=== Document text ===
++++++++++++++++++++

Florida began enforcing economic nexus on July 1, 2021, but Missouri needs more time to sort out local sales and use tax issues. The state has one of the most complicated local tax schemes in the country, with approximately 2,000 different local taxing jurisdictions. Recognizing this, lawmakers have given local governments and the Missouri Department of Revenue until January 1, 2023, to implement necessary changes.

The situation in Kansas is a bit different. The Kansas Department of Revenue began enforcing economic nexus policy in August 2019, but unlike other every other state with economic nexus, it didn’t provide an exception for small sellers. That changed with the enactment of Senate Bill 50. Effective July 1, 2021, businesses with no physical presence in Kansas must register only if they have more than $100,000 of cumulative gross receipts from sales to customers in the state in the current or immediately preceding calendar year. Companies selling beneath that threshold are off the hook unless they have another nexus-triggering event, such as a physical presence in the state.

Marketplace facilitator laws

If economic nexus laws give states the authority to require out-of-state sellers to register then collect and remit sales tax, marketplace facilitator laws dictate who’s responsible for the tax when the transaction occurs through a marketplace platform — the Amazons, eBays, and Walmarts of the world.

Every state with sales tax requires (or soon will) marketplace facilitators to collect and remit the tax due on third-party as well as direct sales. This ensures all marketplace sales are taxed, even if marketplace sellers don’t meet an economic nexus threshold.

Marketplace laws can make life easier for individual sellers by lifting the collection burden from their shoulders. Yet they can also complicate compliance for these retailers because of old-fashion physical presence nexus.

++++++++++++++++++++

=== Required tasks ===
[1] From the sales tax passage, pull out the portion that begins at the words "The situation in" and stops after "in the state.".
[2] According to the sales tax passage, by what date must Missouri's local governments and Department of Revenue implement the necessary changes?
[3] Name every U.S. state mentioned by name in the sales tax passage.
The listing comes from a different source than the sales tax passage.

++++++++++++++++++++

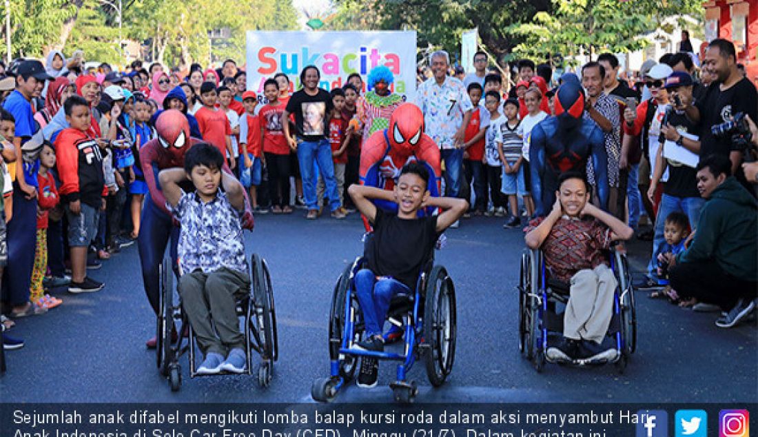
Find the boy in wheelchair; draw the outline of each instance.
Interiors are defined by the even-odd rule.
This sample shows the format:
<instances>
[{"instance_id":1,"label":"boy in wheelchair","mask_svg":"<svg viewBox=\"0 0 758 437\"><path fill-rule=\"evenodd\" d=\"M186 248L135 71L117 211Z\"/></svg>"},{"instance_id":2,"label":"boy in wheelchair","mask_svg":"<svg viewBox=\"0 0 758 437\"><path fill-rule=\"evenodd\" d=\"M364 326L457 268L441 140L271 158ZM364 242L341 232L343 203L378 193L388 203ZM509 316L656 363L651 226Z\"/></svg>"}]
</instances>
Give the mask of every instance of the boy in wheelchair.
<instances>
[{"instance_id":1,"label":"boy in wheelchair","mask_svg":"<svg viewBox=\"0 0 758 437\"><path fill-rule=\"evenodd\" d=\"M613 347L600 347L611 322L618 286L606 253L612 241L628 240L634 231L589 202L588 188L583 174L561 174L553 210L525 230L526 245L543 251L550 278L570 284L563 340L546 353L553 361L610 361L618 354ZM592 351L589 357L579 356L580 346Z\"/></svg>"},{"instance_id":2,"label":"boy in wheelchair","mask_svg":"<svg viewBox=\"0 0 758 437\"><path fill-rule=\"evenodd\" d=\"M365 254L368 268L359 271L354 278L365 322L365 340L357 343L356 348L384 350L382 326L392 298L413 292L440 234L468 208L462 199L431 196L428 183L427 169L412 162L402 168L392 191L356 184L348 190L356 206L374 227L374 237ZM397 214L377 208L371 200L397 203ZM419 217L418 211L427 206L442 212ZM374 387L378 372L378 360L364 357L358 385Z\"/></svg>"},{"instance_id":3,"label":"boy in wheelchair","mask_svg":"<svg viewBox=\"0 0 758 437\"><path fill-rule=\"evenodd\" d=\"M184 168L167 168L158 175L166 206L181 225L177 253L183 274L177 290L205 354L197 369L202 375L246 369L236 316L236 300L250 288L240 222L244 194L240 182L221 171L223 165L218 149L201 143L187 151ZM188 178L193 193L179 187Z\"/></svg>"}]
</instances>

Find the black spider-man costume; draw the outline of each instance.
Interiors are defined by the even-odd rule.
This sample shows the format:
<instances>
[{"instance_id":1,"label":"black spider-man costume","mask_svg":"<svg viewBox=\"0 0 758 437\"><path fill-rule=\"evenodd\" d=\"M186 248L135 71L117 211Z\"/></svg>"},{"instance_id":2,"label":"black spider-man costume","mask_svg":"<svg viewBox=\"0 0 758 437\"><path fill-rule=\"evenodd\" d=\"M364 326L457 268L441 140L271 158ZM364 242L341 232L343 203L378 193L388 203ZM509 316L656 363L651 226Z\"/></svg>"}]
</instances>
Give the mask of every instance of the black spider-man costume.
<instances>
[{"instance_id":1,"label":"black spider-man costume","mask_svg":"<svg viewBox=\"0 0 758 437\"><path fill-rule=\"evenodd\" d=\"M556 115L534 126L529 143L529 165L535 215L547 215L556 201L558 176L586 171L592 157L600 207L608 209L608 156L603 131L582 118L584 96L578 83L565 82L558 89Z\"/></svg>"}]
</instances>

++++++++++++++++++++

=== Per-task answers ===
[1]
The situation in Kansas is a bit different. The Kansas Department of Revenue began enforcing economic nexus policy in August 2019, but unlike other every other state with economic nexus, it didn’t provide an exception for small sellers. That changed with the enactment of Senate Bill 50. Effective July 1, 2021, businesses with no physical presence in Kansas must register only if they have more than $100,000 of cumulative gross receipts from sales to customers in the state in the current or immediately preceding calendar year. Companies selling beneath that threshold are off the hook unless they have another nexus-triggering event, such as a physical presence in the state.

[2] January 1, 2023

[3] Florida, Missouri, Kansas